- What you should do -
Repeat word for word the part of the listing below that runs from the line containing "reads [[456, 192]]." down to the line containing "[[535, 40], [607, 138], [8, 949]]", including both of those lines and nothing else.

--- Begin ---

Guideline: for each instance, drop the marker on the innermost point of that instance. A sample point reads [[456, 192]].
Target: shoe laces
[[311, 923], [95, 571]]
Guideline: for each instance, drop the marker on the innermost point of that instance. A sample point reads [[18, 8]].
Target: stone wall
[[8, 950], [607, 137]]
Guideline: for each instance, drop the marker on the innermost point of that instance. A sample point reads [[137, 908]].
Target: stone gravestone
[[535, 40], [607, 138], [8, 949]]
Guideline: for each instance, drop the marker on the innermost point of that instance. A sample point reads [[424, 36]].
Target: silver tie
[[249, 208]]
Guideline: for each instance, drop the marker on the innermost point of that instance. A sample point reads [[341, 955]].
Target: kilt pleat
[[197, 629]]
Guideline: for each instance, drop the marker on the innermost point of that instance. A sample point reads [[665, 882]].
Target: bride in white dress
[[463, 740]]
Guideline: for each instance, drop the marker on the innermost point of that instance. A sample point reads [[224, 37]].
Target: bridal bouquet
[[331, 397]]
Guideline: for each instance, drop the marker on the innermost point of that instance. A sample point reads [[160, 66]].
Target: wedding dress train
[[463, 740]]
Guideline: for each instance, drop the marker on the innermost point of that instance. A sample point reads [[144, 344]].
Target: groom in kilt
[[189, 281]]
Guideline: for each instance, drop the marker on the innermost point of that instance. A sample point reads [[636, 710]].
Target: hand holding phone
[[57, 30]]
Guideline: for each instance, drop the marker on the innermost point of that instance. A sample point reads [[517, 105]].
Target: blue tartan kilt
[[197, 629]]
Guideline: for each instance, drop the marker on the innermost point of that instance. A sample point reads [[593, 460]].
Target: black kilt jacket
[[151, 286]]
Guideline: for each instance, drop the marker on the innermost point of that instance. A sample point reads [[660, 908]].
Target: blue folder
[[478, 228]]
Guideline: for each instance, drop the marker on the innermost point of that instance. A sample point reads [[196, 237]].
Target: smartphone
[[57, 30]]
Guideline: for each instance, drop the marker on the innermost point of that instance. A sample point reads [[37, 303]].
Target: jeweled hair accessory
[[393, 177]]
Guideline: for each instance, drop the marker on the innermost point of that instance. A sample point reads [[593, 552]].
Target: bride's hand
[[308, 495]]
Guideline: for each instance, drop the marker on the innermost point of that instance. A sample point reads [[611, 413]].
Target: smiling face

--- End ---
--- Begin ---

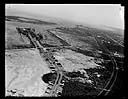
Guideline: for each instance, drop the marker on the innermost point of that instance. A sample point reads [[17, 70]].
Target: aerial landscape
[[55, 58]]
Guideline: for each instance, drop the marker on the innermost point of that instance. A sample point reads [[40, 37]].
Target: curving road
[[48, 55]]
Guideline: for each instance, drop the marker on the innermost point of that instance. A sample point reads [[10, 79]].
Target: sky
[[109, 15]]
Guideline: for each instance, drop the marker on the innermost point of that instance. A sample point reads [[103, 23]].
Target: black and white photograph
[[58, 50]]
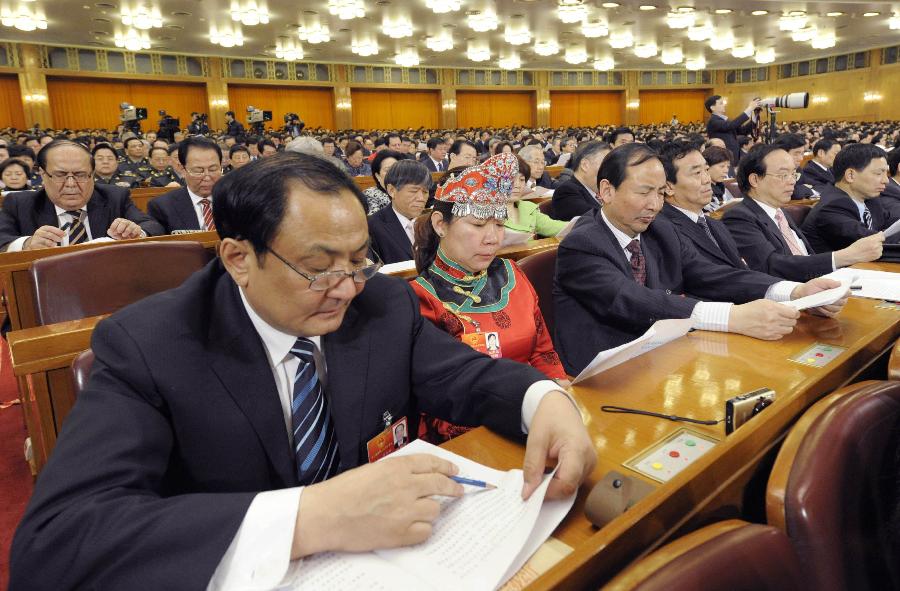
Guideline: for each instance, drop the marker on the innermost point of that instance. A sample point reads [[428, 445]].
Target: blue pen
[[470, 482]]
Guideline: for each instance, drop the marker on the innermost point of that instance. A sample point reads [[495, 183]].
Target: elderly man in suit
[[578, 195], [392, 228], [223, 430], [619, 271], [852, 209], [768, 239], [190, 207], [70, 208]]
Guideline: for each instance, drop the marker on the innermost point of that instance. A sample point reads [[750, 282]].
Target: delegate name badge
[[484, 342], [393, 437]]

--- End ---
--- Begin ---

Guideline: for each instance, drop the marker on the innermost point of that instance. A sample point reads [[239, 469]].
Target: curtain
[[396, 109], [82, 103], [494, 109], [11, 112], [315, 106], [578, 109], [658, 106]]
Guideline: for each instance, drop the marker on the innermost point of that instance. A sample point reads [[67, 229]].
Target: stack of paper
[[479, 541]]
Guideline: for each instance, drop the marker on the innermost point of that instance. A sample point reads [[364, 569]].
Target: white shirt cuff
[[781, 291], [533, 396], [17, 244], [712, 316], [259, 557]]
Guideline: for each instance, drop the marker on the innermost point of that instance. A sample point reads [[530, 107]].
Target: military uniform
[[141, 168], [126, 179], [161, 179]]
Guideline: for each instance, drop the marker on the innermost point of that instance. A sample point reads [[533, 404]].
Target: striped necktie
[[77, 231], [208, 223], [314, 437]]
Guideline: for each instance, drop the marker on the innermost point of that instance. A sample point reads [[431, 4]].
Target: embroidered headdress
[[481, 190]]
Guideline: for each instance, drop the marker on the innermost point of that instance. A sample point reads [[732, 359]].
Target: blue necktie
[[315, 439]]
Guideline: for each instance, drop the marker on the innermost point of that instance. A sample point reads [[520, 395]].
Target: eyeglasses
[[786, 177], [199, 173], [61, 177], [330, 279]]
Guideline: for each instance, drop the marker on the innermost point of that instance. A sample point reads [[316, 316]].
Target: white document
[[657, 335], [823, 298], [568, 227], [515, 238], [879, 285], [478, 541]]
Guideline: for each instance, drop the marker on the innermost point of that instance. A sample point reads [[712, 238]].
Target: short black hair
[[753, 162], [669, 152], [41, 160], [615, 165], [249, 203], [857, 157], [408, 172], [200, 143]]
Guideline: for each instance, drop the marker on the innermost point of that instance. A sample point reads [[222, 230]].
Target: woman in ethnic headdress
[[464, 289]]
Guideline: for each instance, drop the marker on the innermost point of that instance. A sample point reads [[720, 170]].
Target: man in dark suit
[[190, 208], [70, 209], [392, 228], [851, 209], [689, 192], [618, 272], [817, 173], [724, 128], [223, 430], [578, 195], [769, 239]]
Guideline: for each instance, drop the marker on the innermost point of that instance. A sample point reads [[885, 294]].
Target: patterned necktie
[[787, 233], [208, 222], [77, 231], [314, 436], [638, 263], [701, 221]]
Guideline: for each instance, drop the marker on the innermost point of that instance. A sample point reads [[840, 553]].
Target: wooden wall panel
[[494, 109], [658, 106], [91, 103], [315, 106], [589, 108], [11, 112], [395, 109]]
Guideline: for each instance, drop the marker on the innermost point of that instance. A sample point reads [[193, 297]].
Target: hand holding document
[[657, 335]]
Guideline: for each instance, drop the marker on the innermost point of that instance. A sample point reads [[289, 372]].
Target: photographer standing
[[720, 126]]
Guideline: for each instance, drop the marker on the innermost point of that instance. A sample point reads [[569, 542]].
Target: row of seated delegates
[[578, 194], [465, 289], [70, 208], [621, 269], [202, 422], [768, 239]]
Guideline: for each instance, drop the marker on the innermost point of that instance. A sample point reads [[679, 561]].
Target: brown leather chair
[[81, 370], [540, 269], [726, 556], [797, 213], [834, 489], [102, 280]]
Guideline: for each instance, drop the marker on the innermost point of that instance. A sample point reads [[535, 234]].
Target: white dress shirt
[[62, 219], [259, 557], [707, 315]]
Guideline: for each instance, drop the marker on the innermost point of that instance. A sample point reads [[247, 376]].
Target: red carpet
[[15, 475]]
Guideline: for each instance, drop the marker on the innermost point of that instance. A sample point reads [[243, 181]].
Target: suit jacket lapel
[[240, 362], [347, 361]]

--- End ---

- Response for this exercise -
Guideline: for each instance, drop the marker on the innermost point of that instance. A sample point reads [[456, 192]].
Target: shoe laces
[[311, 923], [95, 571]]
Guideline: for each instance, drop the marker on the innermost point of that instance. A sample point reads [[18, 8]].
Target: stone wall
[[8, 950], [607, 137]]
Guideline: for each instance, drop the marker on the innermost point of that instance. A sample point reads [[137, 908]].
Target: stone gravestone
[[535, 40], [607, 138], [8, 949]]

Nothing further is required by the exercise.